Given the records below, would you repeat exactly the lines that begin at the one containing "column 344, row 382" and end at the one containing "column 160, row 572", inclusive?

◇ ◇ ◇ ◇ ◇ ◇ ◇

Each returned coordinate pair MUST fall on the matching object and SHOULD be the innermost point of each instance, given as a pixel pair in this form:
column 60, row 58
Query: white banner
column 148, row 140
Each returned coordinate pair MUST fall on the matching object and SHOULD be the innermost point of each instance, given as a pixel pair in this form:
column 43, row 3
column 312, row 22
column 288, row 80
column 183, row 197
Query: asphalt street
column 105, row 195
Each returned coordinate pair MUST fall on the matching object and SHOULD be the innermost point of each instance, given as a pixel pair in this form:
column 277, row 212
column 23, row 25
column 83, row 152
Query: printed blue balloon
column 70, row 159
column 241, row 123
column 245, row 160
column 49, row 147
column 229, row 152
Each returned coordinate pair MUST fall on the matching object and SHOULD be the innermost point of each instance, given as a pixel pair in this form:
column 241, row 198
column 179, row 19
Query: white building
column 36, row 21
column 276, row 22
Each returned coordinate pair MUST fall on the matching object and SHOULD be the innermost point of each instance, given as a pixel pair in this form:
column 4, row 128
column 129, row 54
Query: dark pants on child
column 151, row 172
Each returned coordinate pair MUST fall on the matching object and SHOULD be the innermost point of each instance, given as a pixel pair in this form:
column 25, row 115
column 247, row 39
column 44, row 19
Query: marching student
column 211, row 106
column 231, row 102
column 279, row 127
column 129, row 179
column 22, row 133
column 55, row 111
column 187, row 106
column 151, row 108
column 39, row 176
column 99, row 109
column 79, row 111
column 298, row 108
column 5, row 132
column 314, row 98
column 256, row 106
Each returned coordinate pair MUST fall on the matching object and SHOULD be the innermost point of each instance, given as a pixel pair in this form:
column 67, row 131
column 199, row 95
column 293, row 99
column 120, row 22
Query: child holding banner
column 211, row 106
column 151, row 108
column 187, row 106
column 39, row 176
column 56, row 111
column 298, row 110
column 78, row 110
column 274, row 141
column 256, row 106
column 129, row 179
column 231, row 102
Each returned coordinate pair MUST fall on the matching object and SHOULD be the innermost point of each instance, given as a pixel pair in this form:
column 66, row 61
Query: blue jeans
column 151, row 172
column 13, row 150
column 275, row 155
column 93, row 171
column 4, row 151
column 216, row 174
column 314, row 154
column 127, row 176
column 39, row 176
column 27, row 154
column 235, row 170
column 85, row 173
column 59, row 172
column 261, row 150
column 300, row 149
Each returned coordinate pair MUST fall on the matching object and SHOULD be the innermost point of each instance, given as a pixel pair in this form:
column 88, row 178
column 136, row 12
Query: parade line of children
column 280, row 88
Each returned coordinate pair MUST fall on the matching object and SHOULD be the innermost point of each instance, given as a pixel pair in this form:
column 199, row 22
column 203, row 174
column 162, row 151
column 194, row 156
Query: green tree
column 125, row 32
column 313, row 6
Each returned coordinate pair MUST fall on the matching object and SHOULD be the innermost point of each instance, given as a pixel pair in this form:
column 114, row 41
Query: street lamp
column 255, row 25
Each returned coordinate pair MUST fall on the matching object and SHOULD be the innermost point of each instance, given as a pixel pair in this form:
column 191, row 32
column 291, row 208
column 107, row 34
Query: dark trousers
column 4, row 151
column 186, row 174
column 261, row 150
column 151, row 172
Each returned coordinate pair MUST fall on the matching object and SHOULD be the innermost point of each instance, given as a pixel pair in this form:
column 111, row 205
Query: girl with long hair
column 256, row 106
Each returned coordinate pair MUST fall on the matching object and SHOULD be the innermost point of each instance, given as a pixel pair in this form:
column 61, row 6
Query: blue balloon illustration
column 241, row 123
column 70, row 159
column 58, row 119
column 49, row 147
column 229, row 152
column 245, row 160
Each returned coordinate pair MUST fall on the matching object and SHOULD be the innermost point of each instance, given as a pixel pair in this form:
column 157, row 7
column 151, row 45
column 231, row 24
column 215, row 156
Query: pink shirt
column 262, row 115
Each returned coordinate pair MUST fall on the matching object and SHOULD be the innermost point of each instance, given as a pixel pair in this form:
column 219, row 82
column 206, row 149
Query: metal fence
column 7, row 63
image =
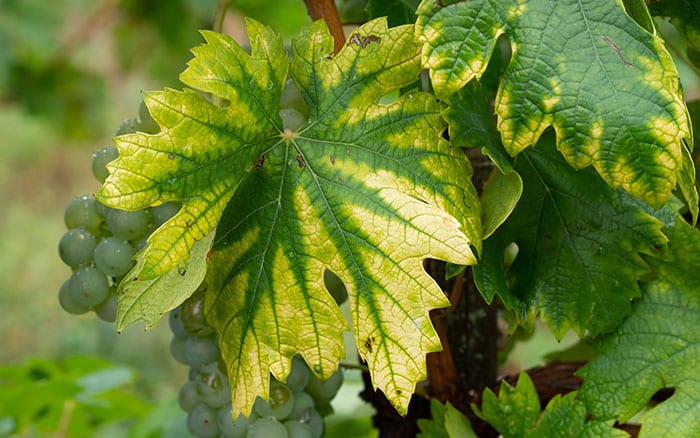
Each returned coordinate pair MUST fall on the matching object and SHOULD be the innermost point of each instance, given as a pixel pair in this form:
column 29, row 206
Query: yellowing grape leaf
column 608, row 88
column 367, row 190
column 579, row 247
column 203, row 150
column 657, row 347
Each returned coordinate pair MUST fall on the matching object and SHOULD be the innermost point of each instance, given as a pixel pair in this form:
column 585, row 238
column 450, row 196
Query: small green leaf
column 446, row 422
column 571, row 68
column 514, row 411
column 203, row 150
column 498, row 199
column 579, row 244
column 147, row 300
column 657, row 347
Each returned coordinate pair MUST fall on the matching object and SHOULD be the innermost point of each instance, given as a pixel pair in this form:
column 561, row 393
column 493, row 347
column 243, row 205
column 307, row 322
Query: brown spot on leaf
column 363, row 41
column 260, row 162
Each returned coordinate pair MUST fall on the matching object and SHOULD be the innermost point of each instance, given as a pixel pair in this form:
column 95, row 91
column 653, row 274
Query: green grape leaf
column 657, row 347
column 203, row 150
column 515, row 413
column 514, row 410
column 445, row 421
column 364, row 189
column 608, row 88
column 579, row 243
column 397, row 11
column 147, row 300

◇ ◇ ◇ ◇ ◇ ◇ ◇

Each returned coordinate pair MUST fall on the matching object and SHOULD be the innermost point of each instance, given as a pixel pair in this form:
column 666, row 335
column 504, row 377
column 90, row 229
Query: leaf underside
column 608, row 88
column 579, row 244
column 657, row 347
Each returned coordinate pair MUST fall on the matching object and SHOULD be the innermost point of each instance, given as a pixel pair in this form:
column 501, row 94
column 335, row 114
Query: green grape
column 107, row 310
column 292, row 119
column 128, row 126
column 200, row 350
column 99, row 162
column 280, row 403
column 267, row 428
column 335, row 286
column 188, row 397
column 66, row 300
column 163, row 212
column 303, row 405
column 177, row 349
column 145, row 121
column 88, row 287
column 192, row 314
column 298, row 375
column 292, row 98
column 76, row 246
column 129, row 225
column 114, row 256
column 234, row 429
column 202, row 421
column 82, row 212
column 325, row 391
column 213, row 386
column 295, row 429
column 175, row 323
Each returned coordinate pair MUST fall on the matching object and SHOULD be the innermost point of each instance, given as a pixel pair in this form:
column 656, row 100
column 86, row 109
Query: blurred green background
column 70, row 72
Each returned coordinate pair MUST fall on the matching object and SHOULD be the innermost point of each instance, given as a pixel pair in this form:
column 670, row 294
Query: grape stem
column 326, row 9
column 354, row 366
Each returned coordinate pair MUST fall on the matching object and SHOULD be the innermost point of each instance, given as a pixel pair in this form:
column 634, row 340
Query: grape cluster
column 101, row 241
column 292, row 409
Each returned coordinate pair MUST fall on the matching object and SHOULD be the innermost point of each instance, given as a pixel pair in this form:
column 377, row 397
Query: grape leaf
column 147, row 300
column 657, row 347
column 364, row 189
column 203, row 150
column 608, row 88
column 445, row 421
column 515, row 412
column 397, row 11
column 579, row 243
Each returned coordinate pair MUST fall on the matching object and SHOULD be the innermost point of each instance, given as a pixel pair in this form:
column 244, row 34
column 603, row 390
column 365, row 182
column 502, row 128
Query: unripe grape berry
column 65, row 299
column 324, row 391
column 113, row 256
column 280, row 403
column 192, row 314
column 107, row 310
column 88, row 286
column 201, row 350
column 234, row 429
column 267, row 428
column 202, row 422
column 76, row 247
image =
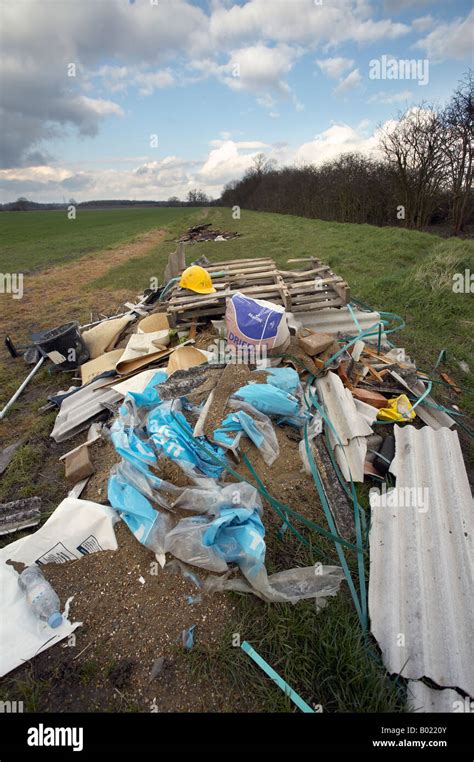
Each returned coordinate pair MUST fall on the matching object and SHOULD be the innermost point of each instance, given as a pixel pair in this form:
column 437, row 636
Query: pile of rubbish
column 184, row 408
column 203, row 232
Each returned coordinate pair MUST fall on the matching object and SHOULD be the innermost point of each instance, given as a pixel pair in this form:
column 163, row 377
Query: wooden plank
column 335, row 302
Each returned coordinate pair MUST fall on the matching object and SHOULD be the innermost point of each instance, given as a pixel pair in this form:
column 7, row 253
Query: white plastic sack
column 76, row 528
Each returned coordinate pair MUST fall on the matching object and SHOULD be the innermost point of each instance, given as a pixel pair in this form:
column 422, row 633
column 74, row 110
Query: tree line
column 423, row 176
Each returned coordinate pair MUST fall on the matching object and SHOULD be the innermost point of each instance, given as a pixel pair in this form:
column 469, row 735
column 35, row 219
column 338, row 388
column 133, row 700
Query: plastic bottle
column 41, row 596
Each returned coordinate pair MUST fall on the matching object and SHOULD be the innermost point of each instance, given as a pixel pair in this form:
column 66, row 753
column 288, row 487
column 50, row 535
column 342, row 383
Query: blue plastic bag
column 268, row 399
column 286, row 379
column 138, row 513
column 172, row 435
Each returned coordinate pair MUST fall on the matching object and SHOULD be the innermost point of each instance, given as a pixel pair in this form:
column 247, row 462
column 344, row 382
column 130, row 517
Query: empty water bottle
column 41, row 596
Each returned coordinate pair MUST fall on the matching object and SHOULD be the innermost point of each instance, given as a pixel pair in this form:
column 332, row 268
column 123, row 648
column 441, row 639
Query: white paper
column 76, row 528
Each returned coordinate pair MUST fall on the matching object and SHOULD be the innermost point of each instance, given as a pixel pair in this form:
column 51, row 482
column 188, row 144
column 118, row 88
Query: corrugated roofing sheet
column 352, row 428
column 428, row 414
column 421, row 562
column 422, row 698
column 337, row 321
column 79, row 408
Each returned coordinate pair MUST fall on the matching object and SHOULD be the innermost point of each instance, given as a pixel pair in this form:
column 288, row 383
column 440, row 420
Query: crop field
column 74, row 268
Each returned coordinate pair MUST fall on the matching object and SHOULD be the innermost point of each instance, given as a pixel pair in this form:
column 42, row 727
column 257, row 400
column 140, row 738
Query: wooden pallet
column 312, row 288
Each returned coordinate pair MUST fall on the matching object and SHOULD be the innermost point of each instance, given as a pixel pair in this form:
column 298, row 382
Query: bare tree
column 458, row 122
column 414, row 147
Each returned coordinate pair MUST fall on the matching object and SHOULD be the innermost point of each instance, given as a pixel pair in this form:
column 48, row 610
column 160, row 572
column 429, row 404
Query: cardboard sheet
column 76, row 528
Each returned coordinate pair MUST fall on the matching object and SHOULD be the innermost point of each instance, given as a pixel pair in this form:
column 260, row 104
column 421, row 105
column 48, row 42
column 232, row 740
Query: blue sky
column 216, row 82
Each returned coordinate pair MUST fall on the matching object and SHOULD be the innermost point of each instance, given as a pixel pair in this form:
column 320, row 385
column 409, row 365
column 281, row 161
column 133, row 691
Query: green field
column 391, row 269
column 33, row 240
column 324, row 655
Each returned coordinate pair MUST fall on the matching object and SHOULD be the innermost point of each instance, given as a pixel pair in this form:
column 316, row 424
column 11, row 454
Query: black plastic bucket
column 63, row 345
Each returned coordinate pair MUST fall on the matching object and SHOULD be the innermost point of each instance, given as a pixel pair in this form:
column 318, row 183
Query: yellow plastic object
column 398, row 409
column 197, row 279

◇ ◇ ◇ ◇ ◇ ◇ ◇

### Finished exercise
column 344, row 382
column 130, row 517
Query: empty water bottle
column 41, row 596
Each returned coordinate pair MUST fall on the matching object and SHOULD be the innermost point of each instance, given as a pixel pair in this form:
column 332, row 268
column 123, row 648
column 441, row 639
Query: white paper
column 76, row 528
Each returned coordinate pair MUST fall on the matching object and SHOULD be the innermost point of each instance, given as a pixel pair in this form:
column 51, row 482
column 188, row 144
column 118, row 88
Query: corrugated roofing sheet
column 352, row 428
column 428, row 414
column 421, row 562
column 422, row 698
column 337, row 321
column 79, row 408
Each returned coordinate pair MUST fall on the matching object and SHOULD be the innermost point of each instance, given as a pixel pair in this form:
column 288, row 383
column 440, row 420
Query: crop field
column 74, row 268
Each returned coordinate pair MUST fall on the matching object and SHOULD be the innermost point of each instance, given as a pixel pair in this form:
column 42, row 727
column 257, row 400
column 140, row 738
Query: wooden pallet
column 312, row 288
Each returned coordinate pair MUST fall on the matching object and SHOULD be the innermost point of each instance, given as a pixel pair in this form:
column 298, row 382
Query: bare tree
column 458, row 122
column 414, row 147
Each returned coordinate pair MUST fall on the matching object and SHOULD be the innermost point of each instance, given as a pixel pair in this form:
column 48, row 610
column 160, row 572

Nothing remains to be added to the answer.